What the task asks
Copy out the rows below verbatim, beginning with the line that contains "Practice step: point at the runway" and continuing through the final line of the rows.

Exercise inputs
++++

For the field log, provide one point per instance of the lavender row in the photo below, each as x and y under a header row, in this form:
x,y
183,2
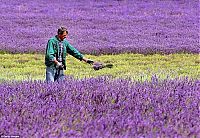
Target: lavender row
x,y
101,107
101,27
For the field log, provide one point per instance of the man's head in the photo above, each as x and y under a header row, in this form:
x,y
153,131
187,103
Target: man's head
x,y
62,33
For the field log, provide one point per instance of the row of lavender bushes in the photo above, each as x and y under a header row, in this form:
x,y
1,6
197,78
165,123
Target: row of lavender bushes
x,y
101,107
102,27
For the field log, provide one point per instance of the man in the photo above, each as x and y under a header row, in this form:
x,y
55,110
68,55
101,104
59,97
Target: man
x,y
55,57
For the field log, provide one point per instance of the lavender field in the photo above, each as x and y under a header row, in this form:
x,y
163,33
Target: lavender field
x,y
143,39
102,27
101,107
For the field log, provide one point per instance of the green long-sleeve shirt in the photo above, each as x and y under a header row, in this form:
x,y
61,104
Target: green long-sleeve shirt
x,y
52,50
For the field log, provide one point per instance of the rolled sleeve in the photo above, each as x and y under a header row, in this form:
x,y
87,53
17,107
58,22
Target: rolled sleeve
x,y
50,53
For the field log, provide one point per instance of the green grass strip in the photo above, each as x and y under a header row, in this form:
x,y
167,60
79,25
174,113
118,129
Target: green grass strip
x,y
135,66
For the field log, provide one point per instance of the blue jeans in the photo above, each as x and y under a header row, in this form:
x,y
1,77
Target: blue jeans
x,y
53,74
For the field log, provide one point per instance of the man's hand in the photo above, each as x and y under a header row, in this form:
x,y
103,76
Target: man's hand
x,y
59,65
89,61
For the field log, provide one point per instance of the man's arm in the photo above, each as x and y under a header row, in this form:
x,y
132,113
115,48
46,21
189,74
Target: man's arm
x,y
75,53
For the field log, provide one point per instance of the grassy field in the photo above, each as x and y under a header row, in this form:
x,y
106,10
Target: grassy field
x,y
136,66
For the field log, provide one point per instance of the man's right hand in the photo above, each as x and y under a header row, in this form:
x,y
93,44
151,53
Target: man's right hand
x,y
59,65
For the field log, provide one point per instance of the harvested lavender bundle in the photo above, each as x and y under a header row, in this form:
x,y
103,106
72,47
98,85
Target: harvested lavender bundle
x,y
99,65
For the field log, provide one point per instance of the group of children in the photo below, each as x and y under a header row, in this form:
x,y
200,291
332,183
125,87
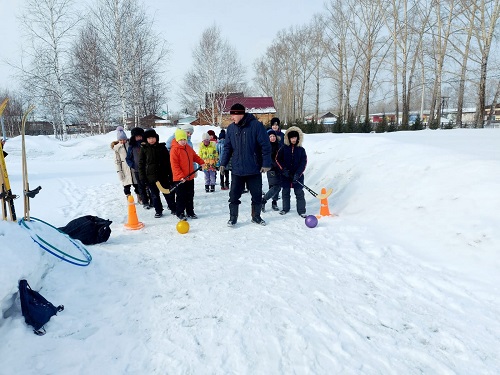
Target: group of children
x,y
143,162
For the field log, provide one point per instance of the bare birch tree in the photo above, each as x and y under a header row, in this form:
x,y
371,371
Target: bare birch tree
x,y
49,25
216,72
487,18
133,53
93,94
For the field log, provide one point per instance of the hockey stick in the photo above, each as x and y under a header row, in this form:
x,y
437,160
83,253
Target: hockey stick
x,y
168,191
316,195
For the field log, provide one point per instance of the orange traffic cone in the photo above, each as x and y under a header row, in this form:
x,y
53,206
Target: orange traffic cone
x,y
133,222
324,210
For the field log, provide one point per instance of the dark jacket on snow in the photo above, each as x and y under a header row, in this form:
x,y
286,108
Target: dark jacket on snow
x,y
247,145
292,158
154,164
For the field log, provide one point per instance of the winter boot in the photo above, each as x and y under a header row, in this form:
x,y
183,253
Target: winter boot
x,y
256,208
233,215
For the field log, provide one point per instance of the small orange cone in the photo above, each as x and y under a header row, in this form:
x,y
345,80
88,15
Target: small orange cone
x,y
133,221
324,210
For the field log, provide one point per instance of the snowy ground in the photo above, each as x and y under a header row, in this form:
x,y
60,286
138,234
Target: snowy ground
x,y
403,281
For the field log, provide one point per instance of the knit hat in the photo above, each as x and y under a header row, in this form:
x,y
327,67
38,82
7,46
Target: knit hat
x,y
275,120
186,127
120,134
292,134
137,131
271,132
237,109
151,133
180,134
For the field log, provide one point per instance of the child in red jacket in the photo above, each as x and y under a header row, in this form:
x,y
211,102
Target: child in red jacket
x,y
182,157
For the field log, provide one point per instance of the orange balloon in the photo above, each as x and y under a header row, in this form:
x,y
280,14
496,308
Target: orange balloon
x,y
182,227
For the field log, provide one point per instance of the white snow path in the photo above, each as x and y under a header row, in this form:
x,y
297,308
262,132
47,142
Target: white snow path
x,y
278,299
225,309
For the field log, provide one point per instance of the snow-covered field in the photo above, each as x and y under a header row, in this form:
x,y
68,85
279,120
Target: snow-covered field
x,y
404,280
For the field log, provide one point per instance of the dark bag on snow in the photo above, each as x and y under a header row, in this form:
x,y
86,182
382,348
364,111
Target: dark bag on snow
x,y
35,308
88,229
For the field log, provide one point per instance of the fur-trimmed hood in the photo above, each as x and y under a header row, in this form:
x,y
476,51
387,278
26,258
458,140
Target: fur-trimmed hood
x,y
295,129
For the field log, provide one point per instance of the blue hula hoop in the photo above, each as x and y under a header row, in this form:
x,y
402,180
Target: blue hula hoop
x,y
54,250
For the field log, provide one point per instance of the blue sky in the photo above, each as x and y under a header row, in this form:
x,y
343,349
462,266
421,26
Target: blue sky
x,y
249,26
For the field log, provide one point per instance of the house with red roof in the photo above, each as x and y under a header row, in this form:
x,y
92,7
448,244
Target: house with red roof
x,y
262,107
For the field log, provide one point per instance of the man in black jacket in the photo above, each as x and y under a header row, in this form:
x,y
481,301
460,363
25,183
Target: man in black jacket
x,y
248,147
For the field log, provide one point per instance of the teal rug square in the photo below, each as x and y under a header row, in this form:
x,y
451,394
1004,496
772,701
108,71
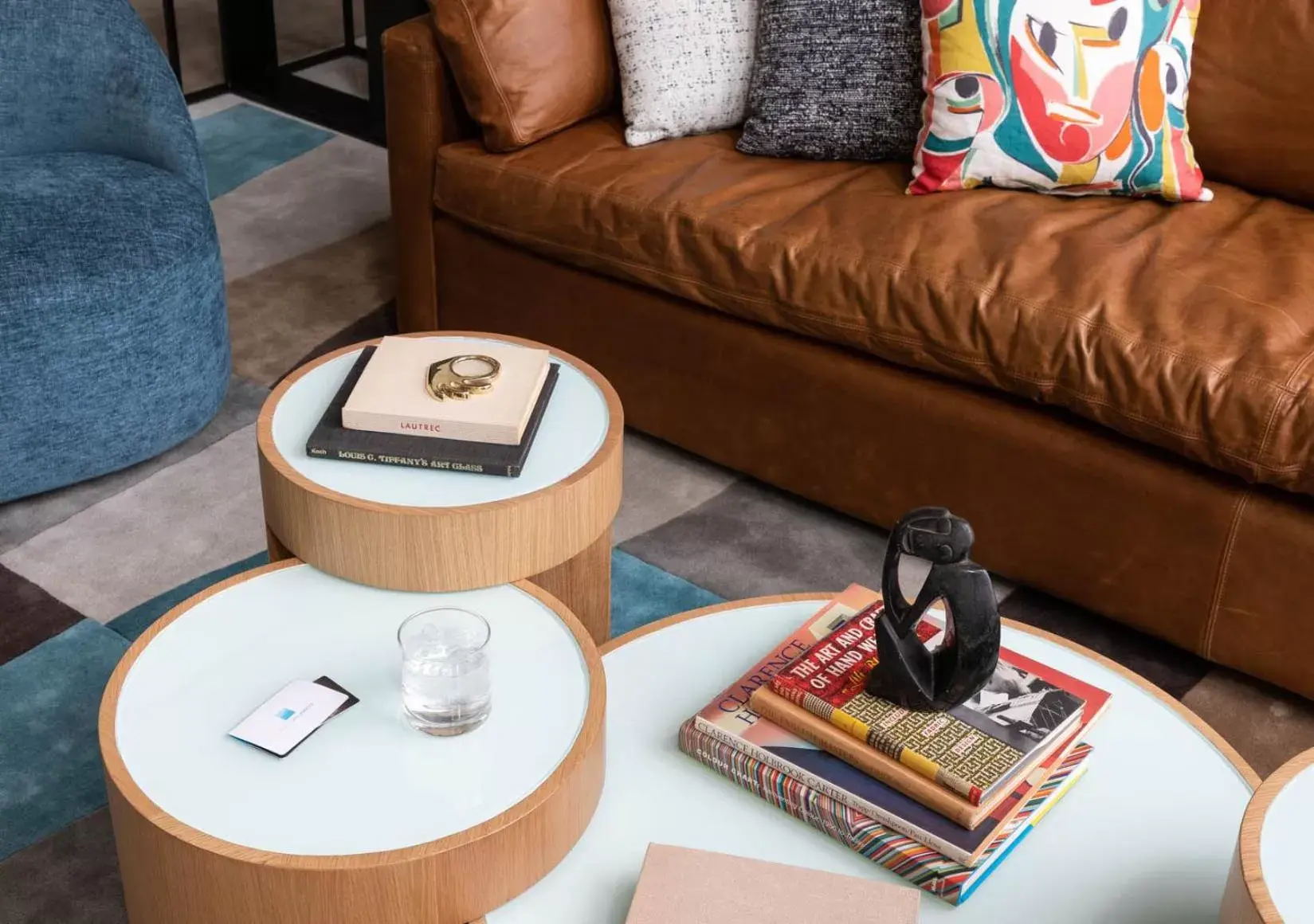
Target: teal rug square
x,y
241,143
641,593
50,772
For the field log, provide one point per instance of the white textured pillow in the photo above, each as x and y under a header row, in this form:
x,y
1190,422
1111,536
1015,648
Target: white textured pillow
x,y
684,65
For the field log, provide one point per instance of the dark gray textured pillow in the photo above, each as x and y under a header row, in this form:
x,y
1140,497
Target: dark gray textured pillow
x,y
836,79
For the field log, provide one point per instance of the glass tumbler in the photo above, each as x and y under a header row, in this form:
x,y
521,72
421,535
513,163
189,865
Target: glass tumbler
x,y
445,671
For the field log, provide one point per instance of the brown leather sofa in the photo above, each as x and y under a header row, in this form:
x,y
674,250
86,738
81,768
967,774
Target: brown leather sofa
x,y
1116,393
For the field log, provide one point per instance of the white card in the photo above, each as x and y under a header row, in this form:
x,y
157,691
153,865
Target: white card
x,y
289,715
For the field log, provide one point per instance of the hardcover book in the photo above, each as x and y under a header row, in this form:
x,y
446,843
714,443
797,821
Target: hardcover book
x,y
684,886
331,440
916,863
392,396
902,798
974,750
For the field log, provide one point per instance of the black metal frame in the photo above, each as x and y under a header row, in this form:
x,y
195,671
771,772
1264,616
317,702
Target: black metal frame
x,y
251,69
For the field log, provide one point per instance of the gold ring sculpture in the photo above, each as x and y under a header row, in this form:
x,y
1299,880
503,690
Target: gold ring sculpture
x,y
443,382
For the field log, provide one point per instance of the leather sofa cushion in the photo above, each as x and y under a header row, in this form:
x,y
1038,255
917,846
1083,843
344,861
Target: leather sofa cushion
x,y
1187,327
528,67
1249,107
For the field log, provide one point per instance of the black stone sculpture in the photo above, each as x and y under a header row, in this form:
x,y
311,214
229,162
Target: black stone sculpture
x,y
907,673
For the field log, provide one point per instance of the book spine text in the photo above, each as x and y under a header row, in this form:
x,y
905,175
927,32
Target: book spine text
x,y
826,788
413,462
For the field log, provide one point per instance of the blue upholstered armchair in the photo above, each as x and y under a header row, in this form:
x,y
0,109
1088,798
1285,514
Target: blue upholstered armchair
x,y
113,330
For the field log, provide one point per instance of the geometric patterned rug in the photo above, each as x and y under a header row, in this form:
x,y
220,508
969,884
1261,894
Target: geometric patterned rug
x,y
303,217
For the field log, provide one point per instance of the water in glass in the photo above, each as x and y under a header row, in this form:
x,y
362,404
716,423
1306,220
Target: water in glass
x,y
445,671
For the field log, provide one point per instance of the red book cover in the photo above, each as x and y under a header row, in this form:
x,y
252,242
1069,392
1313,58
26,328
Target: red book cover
x,y
971,750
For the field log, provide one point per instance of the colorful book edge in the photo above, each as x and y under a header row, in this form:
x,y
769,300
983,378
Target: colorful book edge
x,y
916,863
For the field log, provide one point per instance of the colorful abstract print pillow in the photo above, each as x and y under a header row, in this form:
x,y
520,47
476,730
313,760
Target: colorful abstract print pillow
x,y
1069,96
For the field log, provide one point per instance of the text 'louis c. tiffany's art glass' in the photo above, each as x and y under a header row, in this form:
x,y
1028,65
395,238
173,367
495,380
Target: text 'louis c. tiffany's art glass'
x,y
1073,96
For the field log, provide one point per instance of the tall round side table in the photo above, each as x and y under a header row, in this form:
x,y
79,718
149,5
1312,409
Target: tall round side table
x,y
367,820
1269,875
426,530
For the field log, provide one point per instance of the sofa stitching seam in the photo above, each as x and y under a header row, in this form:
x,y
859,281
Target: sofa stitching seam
x,y
1206,642
516,135
1127,339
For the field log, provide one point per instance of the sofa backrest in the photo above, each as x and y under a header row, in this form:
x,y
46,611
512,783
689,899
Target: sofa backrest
x,y
1251,117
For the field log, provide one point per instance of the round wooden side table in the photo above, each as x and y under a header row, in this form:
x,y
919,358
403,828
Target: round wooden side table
x,y
1269,883
422,530
368,820
1145,836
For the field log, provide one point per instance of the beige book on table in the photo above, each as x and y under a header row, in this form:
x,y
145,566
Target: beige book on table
x,y
684,886
392,396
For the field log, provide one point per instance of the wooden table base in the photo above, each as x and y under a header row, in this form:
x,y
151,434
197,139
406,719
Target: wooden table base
x,y
582,582
176,875
558,537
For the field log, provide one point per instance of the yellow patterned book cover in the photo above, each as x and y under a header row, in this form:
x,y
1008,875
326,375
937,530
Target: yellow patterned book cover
x,y
971,750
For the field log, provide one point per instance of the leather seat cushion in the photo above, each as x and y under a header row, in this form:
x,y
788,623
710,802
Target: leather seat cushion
x,y
1187,327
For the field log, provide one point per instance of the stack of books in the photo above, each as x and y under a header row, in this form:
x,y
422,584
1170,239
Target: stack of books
x,y
939,798
384,413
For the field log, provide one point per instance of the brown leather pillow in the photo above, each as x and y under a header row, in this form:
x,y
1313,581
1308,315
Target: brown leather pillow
x,y
528,67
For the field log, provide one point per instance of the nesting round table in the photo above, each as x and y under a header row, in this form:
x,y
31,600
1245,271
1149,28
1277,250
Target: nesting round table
x,y
367,822
1145,836
426,530
1269,881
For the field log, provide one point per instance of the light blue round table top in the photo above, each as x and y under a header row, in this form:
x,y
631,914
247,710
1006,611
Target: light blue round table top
x,y
1285,852
366,781
1147,835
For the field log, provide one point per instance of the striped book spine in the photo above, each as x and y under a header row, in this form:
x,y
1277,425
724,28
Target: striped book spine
x,y
920,865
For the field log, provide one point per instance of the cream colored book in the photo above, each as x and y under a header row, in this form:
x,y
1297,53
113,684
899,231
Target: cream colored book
x,y
392,396
684,886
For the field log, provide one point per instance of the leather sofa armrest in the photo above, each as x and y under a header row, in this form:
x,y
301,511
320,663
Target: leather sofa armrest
x,y
425,112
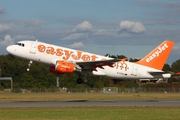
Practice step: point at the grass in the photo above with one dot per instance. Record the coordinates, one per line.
(9, 96)
(105, 113)
(89, 113)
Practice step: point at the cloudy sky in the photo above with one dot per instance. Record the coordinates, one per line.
(117, 27)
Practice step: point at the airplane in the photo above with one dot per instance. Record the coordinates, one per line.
(64, 60)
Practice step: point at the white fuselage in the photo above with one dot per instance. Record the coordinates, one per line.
(49, 54)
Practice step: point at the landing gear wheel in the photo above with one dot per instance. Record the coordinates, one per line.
(79, 81)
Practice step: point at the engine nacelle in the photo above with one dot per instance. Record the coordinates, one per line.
(62, 67)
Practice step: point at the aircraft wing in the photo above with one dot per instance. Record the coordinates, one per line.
(92, 65)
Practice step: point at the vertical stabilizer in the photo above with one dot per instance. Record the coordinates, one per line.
(157, 57)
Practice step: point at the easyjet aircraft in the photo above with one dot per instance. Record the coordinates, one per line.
(64, 60)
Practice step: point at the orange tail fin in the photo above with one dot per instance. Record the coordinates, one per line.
(157, 57)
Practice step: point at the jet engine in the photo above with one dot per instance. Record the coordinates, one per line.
(62, 67)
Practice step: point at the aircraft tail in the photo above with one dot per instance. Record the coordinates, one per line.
(157, 57)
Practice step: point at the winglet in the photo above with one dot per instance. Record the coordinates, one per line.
(157, 57)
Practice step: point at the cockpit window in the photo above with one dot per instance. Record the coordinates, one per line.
(20, 44)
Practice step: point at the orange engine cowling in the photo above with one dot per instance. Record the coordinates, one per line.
(62, 67)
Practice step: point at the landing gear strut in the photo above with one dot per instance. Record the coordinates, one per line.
(29, 65)
(82, 80)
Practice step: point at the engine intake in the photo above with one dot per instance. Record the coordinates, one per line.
(62, 67)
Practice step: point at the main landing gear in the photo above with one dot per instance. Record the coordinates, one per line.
(82, 80)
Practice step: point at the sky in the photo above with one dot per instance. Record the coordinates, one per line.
(116, 27)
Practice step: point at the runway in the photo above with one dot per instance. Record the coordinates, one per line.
(90, 103)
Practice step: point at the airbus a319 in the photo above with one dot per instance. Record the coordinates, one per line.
(64, 60)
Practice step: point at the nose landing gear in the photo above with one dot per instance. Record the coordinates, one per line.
(29, 65)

++++

Written response
Practice step: point at the runway in the photo above with one dot per instance. Record the coordinates, one per line.
(90, 103)
Practice step: point at the airbus a319 in the photo above with one dot per instance. Record the coordinates, one per line.
(64, 60)
Practice step: point at the nose landing gear in the photo above with one dot per instance. Record the coordinates, one per line.
(29, 65)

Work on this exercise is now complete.